--- Data supplied ---

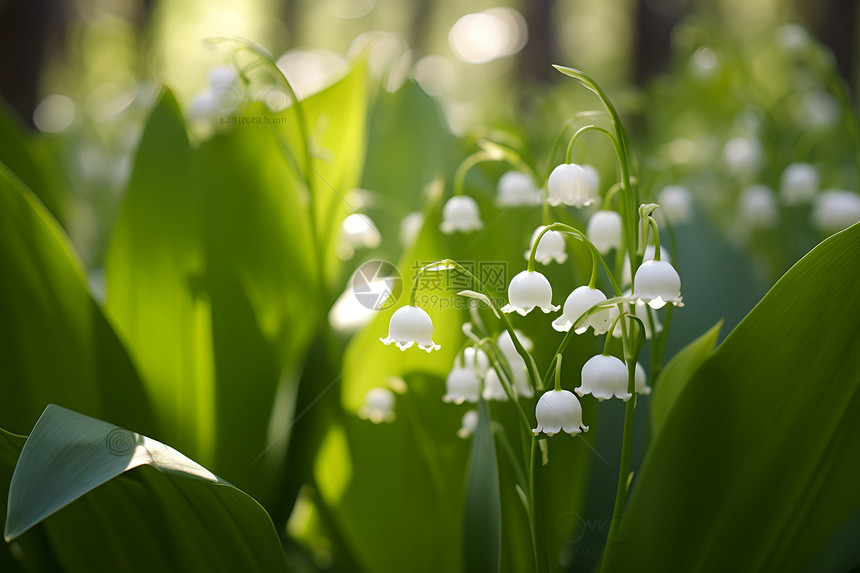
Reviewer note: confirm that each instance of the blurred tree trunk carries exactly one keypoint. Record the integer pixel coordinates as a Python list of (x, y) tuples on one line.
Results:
[(655, 20), (540, 52), (29, 31)]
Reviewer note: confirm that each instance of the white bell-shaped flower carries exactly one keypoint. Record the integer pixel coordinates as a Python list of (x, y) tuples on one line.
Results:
[(757, 207), (469, 424), (551, 247), (604, 231), (650, 251), (656, 283), (493, 389), (529, 289), (676, 203), (557, 411), (641, 380), (835, 210), (460, 213), (463, 384), (579, 301), (408, 325), (641, 312), (604, 377), (516, 188), (378, 406), (798, 183), (570, 184), (410, 226)]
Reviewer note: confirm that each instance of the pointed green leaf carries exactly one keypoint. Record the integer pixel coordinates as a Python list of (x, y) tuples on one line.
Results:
[(757, 464), (68, 474), (678, 372), (482, 528), (55, 343)]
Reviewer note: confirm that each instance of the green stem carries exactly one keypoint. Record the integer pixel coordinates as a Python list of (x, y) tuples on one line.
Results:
[(623, 471), (569, 154)]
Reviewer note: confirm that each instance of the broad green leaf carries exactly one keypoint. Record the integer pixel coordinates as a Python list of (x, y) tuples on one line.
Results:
[(154, 271), (678, 372), (482, 527), (757, 464), (30, 162), (55, 344), (181, 517), (336, 122)]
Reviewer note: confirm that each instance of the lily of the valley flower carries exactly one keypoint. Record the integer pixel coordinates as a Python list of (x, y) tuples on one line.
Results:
[(556, 411), (571, 184), (579, 301), (460, 213), (378, 406), (603, 377), (641, 380), (641, 312), (463, 384), (551, 247), (604, 231), (493, 389), (798, 183), (656, 283), (408, 325), (529, 289)]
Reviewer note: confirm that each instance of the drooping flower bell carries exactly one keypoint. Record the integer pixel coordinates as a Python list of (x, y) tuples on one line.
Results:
[(551, 247), (798, 183), (604, 231), (469, 424), (516, 188), (493, 389), (603, 377), (460, 213), (408, 325), (656, 283), (835, 210), (571, 184), (556, 411), (579, 301), (463, 384), (378, 406), (529, 289)]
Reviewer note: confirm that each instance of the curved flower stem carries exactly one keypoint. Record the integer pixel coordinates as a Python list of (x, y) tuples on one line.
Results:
[(629, 199), (569, 154), (582, 237), (609, 550)]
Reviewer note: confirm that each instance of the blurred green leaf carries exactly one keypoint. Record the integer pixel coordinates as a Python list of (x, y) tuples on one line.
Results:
[(138, 521), (482, 527), (757, 464), (31, 162), (677, 374), (55, 344)]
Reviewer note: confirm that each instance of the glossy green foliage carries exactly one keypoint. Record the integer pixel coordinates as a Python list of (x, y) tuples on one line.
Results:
[(766, 427)]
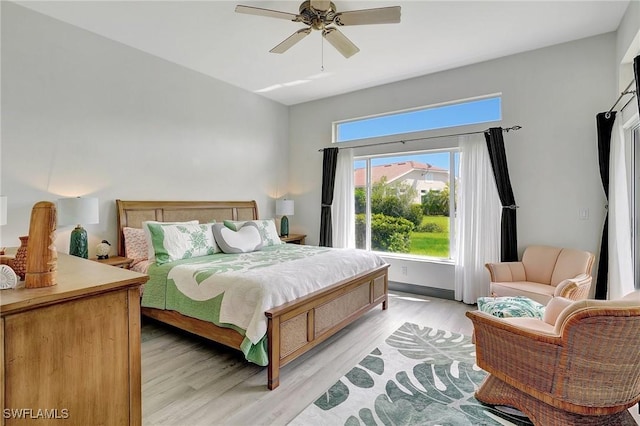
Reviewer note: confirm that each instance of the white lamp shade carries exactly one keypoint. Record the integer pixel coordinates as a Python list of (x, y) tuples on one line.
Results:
[(284, 207), (3, 210), (77, 211)]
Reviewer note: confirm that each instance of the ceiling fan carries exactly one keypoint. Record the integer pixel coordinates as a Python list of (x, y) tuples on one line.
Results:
[(320, 15)]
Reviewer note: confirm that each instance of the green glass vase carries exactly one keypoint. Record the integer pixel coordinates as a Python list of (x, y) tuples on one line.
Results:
[(78, 246)]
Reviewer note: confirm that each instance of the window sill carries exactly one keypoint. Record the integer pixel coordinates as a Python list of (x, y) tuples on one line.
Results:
[(415, 258)]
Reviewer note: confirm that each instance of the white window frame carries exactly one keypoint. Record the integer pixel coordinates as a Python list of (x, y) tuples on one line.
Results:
[(435, 132), (452, 196)]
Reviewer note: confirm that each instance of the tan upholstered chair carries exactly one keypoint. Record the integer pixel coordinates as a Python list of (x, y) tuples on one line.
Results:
[(544, 272), (579, 365)]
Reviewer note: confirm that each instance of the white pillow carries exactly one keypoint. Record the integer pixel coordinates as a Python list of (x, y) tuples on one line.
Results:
[(151, 256), (181, 241), (244, 240), (266, 227)]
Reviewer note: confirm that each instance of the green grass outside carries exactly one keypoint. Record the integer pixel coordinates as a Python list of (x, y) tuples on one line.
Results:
[(434, 244)]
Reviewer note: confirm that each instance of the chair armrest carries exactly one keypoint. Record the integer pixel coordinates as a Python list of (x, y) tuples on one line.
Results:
[(574, 288), (506, 271), (554, 308), (515, 354)]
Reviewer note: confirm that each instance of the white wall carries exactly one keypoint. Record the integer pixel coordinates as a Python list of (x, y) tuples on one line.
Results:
[(554, 93), (83, 115), (627, 48)]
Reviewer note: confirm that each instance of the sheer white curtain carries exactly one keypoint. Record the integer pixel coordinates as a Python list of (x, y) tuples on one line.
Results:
[(343, 208), (620, 248), (477, 221)]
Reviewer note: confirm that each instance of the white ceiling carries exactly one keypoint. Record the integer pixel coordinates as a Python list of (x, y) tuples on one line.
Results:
[(209, 37)]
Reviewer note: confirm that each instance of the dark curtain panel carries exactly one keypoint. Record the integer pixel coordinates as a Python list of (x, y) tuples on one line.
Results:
[(329, 162), (509, 237), (636, 71), (604, 125)]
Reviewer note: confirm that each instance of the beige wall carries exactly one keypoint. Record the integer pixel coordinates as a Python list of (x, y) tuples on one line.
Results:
[(84, 115), (554, 93)]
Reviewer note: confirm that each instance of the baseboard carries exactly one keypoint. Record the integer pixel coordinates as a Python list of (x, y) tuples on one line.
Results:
[(440, 293)]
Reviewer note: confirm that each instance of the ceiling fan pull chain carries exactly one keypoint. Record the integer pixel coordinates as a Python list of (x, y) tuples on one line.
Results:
[(321, 54)]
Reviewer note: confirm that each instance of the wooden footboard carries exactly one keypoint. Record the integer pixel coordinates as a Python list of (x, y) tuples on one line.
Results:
[(293, 328), (296, 327)]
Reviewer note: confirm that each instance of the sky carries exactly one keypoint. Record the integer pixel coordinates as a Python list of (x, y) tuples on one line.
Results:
[(471, 112)]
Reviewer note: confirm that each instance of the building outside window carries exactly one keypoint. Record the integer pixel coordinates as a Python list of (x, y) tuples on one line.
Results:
[(405, 201)]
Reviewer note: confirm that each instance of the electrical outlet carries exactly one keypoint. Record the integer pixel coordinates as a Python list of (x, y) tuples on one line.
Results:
[(583, 214)]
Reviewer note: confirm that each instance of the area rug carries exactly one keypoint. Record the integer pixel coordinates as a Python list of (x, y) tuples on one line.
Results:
[(418, 376)]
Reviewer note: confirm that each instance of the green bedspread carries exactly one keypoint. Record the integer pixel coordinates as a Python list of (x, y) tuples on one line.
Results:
[(161, 292)]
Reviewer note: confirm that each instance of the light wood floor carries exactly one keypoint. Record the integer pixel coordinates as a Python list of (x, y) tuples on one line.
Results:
[(187, 380)]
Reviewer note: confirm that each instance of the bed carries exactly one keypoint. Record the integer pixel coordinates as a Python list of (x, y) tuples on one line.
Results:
[(292, 328)]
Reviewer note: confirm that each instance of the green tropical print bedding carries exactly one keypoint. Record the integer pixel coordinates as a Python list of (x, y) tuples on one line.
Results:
[(511, 307), (161, 292)]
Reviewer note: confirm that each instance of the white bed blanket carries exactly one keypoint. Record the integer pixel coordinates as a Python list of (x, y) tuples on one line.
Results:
[(251, 292)]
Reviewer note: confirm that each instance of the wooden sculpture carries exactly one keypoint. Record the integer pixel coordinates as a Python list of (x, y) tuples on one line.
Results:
[(42, 257)]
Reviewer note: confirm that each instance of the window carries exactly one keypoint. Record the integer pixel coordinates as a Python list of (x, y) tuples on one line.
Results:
[(635, 198), (399, 211), (429, 118)]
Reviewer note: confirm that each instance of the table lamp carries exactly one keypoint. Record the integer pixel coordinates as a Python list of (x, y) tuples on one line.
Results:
[(284, 208), (76, 211), (3, 210)]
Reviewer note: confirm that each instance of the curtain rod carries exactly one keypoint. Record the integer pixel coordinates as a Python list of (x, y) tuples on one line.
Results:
[(622, 94), (506, 129)]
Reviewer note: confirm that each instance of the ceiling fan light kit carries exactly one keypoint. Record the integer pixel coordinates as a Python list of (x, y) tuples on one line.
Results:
[(319, 15)]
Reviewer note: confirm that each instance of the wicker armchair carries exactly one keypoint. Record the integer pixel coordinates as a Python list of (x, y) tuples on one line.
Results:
[(544, 273), (580, 365)]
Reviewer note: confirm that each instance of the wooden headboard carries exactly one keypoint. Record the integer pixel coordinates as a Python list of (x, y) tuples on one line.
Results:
[(133, 213)]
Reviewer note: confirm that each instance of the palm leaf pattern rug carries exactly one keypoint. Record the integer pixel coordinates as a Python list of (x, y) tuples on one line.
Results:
[(418, 376)]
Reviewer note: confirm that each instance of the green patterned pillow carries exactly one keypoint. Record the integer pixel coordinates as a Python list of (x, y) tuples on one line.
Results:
[(266, 227), (509, 307), (181, 241)]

---

◆ Task goal ◆
The answer must be an exact copy of the lines from the start of the records above through the line containing "the white bell-shaped", with no pictures in it.

◆ Response ◆
Reviewer note: confirm that each instance of the blurred tree trunk carries exactly one keypoint. Record the integer pixel coordinates as a Python list of (x, y) tuples on one line.
Results:
[(655, 20), (540, 52), (29, 31)]
Reviewer note: confirm that each instance of the white bell-shaped flower carries exactly one keypoint. Record the integer pixel coordinates as a Python list of (x, y) tuples on one line.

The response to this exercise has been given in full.